WORK TO BE COMPLETED: Write the records below out in full, character for character, with no pictures.

DATA:
--------------------------------------------------

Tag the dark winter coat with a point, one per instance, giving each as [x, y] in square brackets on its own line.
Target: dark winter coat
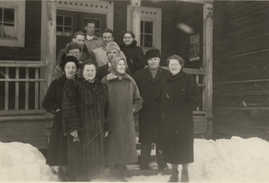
[150, 114]
[84, 109]
[135, 57]
[124, 101]
[52, 103]
[178, 99]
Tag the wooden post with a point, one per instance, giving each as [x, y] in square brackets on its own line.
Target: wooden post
[136, 19]
[208, 64]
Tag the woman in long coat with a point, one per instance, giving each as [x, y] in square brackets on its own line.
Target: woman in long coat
[85, 102]
[133, 53]
[178, 99]
[52, 103]
[124, 101]
[150, 81]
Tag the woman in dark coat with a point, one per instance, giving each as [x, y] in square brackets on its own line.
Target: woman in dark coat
[52, 103]
[150, 81]
[85, 102]
[133, 53]
[178, 100]
[124, 101]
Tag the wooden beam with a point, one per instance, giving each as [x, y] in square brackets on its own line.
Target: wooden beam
[208, 64]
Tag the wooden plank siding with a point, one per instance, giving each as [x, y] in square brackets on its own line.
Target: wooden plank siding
[31, 50]
[241, 69]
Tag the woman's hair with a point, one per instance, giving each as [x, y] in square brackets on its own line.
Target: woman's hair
[128, 32]
[88, 62]
[176, 57]
[68, 59]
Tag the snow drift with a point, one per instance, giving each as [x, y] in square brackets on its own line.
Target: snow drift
[225, 160]
[23, 162]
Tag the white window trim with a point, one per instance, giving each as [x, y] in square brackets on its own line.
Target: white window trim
[155, 18]
[97, 8]
[19, 7]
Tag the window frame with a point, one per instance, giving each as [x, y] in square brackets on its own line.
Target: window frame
[19, 23]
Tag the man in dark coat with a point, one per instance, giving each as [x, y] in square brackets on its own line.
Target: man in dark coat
[150, 81]
[178, 99]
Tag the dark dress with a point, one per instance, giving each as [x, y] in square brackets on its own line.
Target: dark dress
[57, 141]
[86, 103]
[179, 98]
[135, 57]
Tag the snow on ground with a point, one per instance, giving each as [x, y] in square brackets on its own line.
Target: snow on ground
[23, 162]
[224, 160]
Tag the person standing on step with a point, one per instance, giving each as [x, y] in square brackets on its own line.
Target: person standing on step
[124, 101]
[150, 81]
[179, 97]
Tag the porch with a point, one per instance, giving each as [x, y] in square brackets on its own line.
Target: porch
[23, 83]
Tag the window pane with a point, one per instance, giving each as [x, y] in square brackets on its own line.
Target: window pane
[9, 16]
[148, 40]
[67, 29]
[59, 20]
[1, 15]
[59, 29]
[148, 27]
[68, 20]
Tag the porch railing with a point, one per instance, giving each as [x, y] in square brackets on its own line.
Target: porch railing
[20, 87]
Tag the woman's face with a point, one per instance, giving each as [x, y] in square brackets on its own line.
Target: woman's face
[89, 72]
[154, 63]
[174, 66]
[74, 52]
[70, 70]
[111, 54]
[127, 39]
[121, 67]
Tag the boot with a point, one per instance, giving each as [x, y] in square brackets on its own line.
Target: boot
[174, 176]
[184, 173]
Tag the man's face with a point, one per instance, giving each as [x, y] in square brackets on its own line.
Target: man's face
[79, 39]
[90, 29]
[107, 37]
[112, 53]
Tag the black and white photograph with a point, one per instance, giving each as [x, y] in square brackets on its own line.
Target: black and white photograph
[134, 91]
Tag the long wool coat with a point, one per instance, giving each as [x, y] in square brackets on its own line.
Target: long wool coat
[124, 100]
[135, 57]
[150, 114]
[179, 97]
[57, 141]
[85, 105]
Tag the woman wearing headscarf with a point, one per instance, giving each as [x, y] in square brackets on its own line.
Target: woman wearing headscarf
[86, 102]
[178, 99]
[124, 101]
[133, 53]
[52, 103]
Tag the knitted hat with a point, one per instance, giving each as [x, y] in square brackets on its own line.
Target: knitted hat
[115, 61]
[176, 57]
[112, 46]
[68, 59]
[152, 53]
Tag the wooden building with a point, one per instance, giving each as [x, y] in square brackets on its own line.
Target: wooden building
[32, 31]
[241, 68]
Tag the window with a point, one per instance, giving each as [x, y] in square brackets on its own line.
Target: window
[64, 25]
[12, 23]
[194, 47]
[97, 23]
[146, 39]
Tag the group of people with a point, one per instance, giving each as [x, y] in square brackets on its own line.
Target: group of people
[99, 90]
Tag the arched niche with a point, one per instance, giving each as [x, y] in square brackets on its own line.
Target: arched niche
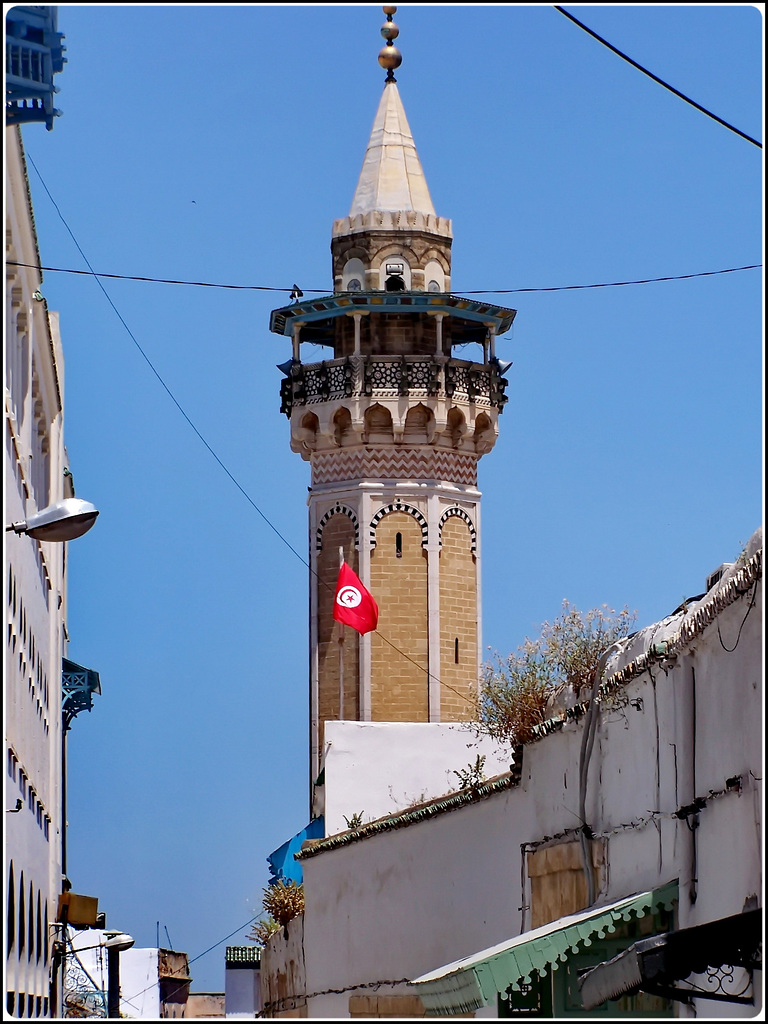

--------------------------------------------------

RESPONSE BOX:
Tag the dark winter coat with a point, one per instance, giving each as [x, y] in square brackets on its own line.
Target: dark winter coat
[150, 114]
[84, 109]
[135, 57]
[124, 101]
[52, 103]
[178, 99]
Tag the wooden post with a point, one per instance, giving each as [x, y] in square brackets on its own line.
Target: wooden post
[136, 19]
[208, 64]
Tag the woman in long coat with a point, one per instance, giving each as [x, y] in square brackets on its own line.
Target: woman in long coat
[85, 102]
[133, 53]
[178, 99]
[52, 103]
[124, 101]
[150, 81]
Tag the woman in dark coat with a point, one per instance, giving each as [x, y] in square brackets on its own line.
Target: woman in dark coat
[52, 103]
[150, 81]
[85, 102]
[133, 53]
[178, 100]
[124, 101]
Tag the wooden beam with a point, one per instance, giving each as [x, y] in square brackets on its own line.
Target: wooden beam
[208, 64]
Tag the wooden plank siding with a point, one per instance, giving each as [x, y] in square brackets on its own line.
Target: wooden plank siding
[31, 50]
[241, 69]
Tag the woman's hair with a point, one per instance, giving each as [x, y] in square brackets on its own line.
Target: woman's hair
[128, 32]
[88, 62]
[176, 57]
[68, 59]
Tag the snow drift with a point, one per instance, giving each as [x, y] in square brackets on its own line.
Target: snow drift
[225, 160]
[23, 162]
Tag the white window trim with a point, one per instance, giving each as [x, y] in square brackets on its own line.
Target: white window trim
[155, 18]
[97, 8]
[19, 7]
Tag the window frame with a point, one per instance, giving each as [x, y] in square brackets on its own line.
Target: window frame
[19, 23]
Tag the man in dark coat with a point, one per instance, giving each as [x, y] in square brackets on its own line.
Target: man in dark coat
[150, 81]
[178, 99]
Tag the dark dress with a point, one per instance, giving each as [x, y] in square brackets on its own line.
Target: dark dress
[57, 141]
[86, 103]
[179, 98]
[135, 57]
Tag the snow on ground with a point, one per instance, giving each as [x, y] in square brackets on its own line.
Target: snow on ground
[23, 162]
[224, 160]
Tag the person standing on step with a point, one per instance, giving each as [x, y] in square brackets on its own line.
Target: person standing on step
[124, 101]
[150, 81]
[179, 97]
Tag the porch with a point, one per instance, giving each as [x, y] in square brackets on its own line.
Target: porch
[23, 83]
Tag the window pane with a point, one per instance, giving each as [x, y] in square brackets on its own line.
Target: window pane
[9, 16]
[148, 40]
[67, 29]
[59, 20]
[1, 15]
[59, 29]
[148, 27]
[68, 20]
Tag the porch railing with a point, one per instance, giving each as [x, y] in square brackets on its own line.
Target: porch railing
[20, 87]
Tag the woman's face with a point, one per instance, giving each as [x, y] in square brackets on its own line.
Target: woman's face
[89, 72]
[154, 63]
[174, 66]
[74, 52]
[70, 70]
[111, 54]
[127, 39]
[121, 67]
Tag the boot with a point, one per instance, giving each as [x, y] in square brackets on its own line.
Target: boot
[174, 176]
[184, 173]
Tag the man's face with a point, one per instance, giving each as [x, y] in square brackets on its own line.
Target: man's face
[79, 39]
[90, 29]
[107, 37]
[112, 53]
Tag the black and white photograph with a point, one per instance, giving each as [x, y] in square brackets on its own line.
Target: black and white photograph
[134, 91]
Tag the long wool coat with a point, one per instance, giving each as [x, y] in square brackets on its own line.
Target: long wool coat
[124, 100]
[135, 57]
[150, 114]
[179, 97]
[57, 141]
[85, 105]
Tag the woman wearing headscarf with a point, one per instance, giving each as [x, y] in square brackets on its own line.
Target: woman wearing headscarf
[86, 102]
[178, 99]
[124, 101]
[133, 53]
[52, 103]
Tag the knitted hat with a point, one per instance, giving each as [x, y] in square brackets on its own line.
Target: knitted hat
[115, 61]
[176, 57]
[112, 46]
[68, 59]
[152, 53]
Tag the wooden building with a point, one per instance, giving each as [x, y] in square brackets on its own line.
Target: wooden building
[32, 31]
[241, 68]
Tag the window with a point, one per instance, giving each as [x, y] in square brackets on its own line.
Target: window
[64, 25]
[12, 23]
[194, 47]
[97, 23]
[146, 39]
Tag the group of people with a point, one per instance, giving each as [x, y] in square brackets on its own line.
Target: group of people
[99, 90]
Tag the arched niche with a point, one per instance, giving each as [x, y] in square brackets on its own line.
Target: arched niche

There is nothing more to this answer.